━━━━━ PROVIDED DATA
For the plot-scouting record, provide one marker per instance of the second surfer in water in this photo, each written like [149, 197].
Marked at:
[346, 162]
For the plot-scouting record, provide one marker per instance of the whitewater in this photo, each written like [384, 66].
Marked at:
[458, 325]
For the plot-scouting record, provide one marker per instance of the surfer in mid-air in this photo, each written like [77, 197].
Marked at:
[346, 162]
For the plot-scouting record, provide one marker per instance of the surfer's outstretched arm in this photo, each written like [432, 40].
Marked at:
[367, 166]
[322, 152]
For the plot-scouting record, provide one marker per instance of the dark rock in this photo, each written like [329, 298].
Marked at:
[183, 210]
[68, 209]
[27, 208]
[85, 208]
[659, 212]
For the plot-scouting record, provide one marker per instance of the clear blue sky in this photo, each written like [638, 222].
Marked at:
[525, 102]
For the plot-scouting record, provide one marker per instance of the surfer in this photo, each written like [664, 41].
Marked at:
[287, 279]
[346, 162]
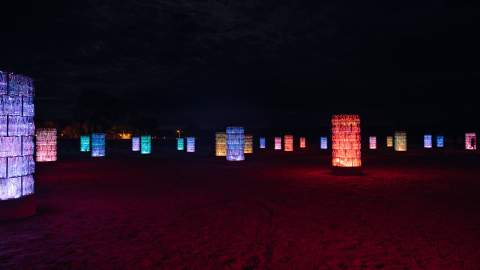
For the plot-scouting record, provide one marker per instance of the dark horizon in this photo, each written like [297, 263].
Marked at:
[265, 64]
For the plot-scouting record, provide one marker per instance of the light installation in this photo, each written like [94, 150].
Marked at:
[262, 143]
[98, 144]
[389, 141]
[248, 149]
[470, 141]
[190, 144]
[135, 144]
[235, 144]
[278, 143]
[323, 143]
[85, 143]
[145, 144]
[303, 142]
[427, 141]
[221, 144]
[17, 131]
[372, 142]
[440, 141]
[288, 143]
[180, 144]
[346, 141]
[46, 145]
[400, 141]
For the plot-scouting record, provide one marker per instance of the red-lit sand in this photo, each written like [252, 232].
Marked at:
[277, 211]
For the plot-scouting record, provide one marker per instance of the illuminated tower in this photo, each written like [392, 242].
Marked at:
[346, 141]
[46, 145]
[235, 143]
[221, 144]
[17, 131]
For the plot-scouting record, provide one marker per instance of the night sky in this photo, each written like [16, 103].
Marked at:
[266, 64]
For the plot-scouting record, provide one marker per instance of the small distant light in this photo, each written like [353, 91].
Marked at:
[180, 144]
[135, 144]
[98, 145]
[440, 141]
[146, 144]
[85, 143]
[262, 143]
[389, 141]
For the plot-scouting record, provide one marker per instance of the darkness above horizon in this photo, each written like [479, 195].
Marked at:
[265, 64]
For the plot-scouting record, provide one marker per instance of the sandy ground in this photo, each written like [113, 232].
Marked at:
[274, 211]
━━━━━━━━━━
**BRIEF**
Only the pictures are to be left out, and all of the data must otherwise be transcribed exactly.

**RESULT FOR THIS TASK**
For the plot-scouting record, provide one marker per instance of the second surfer in water in this photo, each written like [149, 197].
Marked at:
[346, 162]
For the plot-scouting record, provide one marker per instance of the whitewater in this photo, each written like [384, 66].
Marked at:
[458, 325]
For the plot-scouting record, provide one marker per instance of the surfer in mid-air in this photo, each written like [77, 197].
Marked at:
[346, 162]
For the plot-scouting record, provide one marker per instance of the surfer's outstretched arm in this photo, each written like [432, 40].
Marked at:
[367, 166]
[322, 152]
For the plot-scouting record, provide one marker per instance of the dark rock in this photo, each written like [329, 298].
Marked at:
[183, 210]
[68, 209]
[27, 208]
[85, 208]
[659, 212]
For the plot-scouting record, provide one marker per instance of the clear blue sky in this photo, each written like [638, 222].
Marked at:
[525, 102]
For the plot-scouting record, provide one marker per instance of the surfer in this photo, each written like [664, 41].
Marked at:
[287, 279]
[346, 162]
For the plot-scouting record, provide one marker per instance of the dark horizon in this photo, each written like [297, 263].
Marked at:
[265, 64]
For the plot-scouting record, provide one marker per instance of the light installation in this photo, each written like [94, 150].
Marked at:
[262, 143]
[98, 144]
[389, 141]
[248, 149]
[470, 141]
[190, 144]
[135, 144]
[235, 144]
[278, 143]
[323, 143]
[85, 143]
[145, 144]
[303, 142]
[427, 141]
[221, 144]
[17, 131]
[372, 142]
[440, 141]
[288, 143]
[180, 144]
[346, 141]
[46, 145]
[400, 141]
For the plot-scouting record, provide one marker per instance of the red-lit sand in this photo, each written like [252, 232].
Marked at:
[277, 211]
For the plot-scouting record, provide one marker per instance of the illuminated tower in this photo, each written like [392, 242].
Marked at:
[346, 141]
[46, 145]
[235, 143]
[221, 144]
[17, 131]
For the plot-scouting record, provide one marker per instance of the night sky in this photo, each written like [16, 103].
Marked at:
[266, 64]
For the plot-scouting record, provide one marker per instance of the small distant light in this photo, each written like [353, 91].
Marked at:
[180, 144]
[135, 144]
[98, 145]
[440, 141]
[146, 144]
[85, 143]
[262, 143]
[389, 141]
For the plot-scouting record, provide one marker per instance of the darkness above horizon in this photo, each written like [479, 195].
Marked at:
[265, 64]
For the plot-scouting record, provide one marker per instance of the sandy ground in this photo, each written like [113, 232].
Marked at:
[274, 211]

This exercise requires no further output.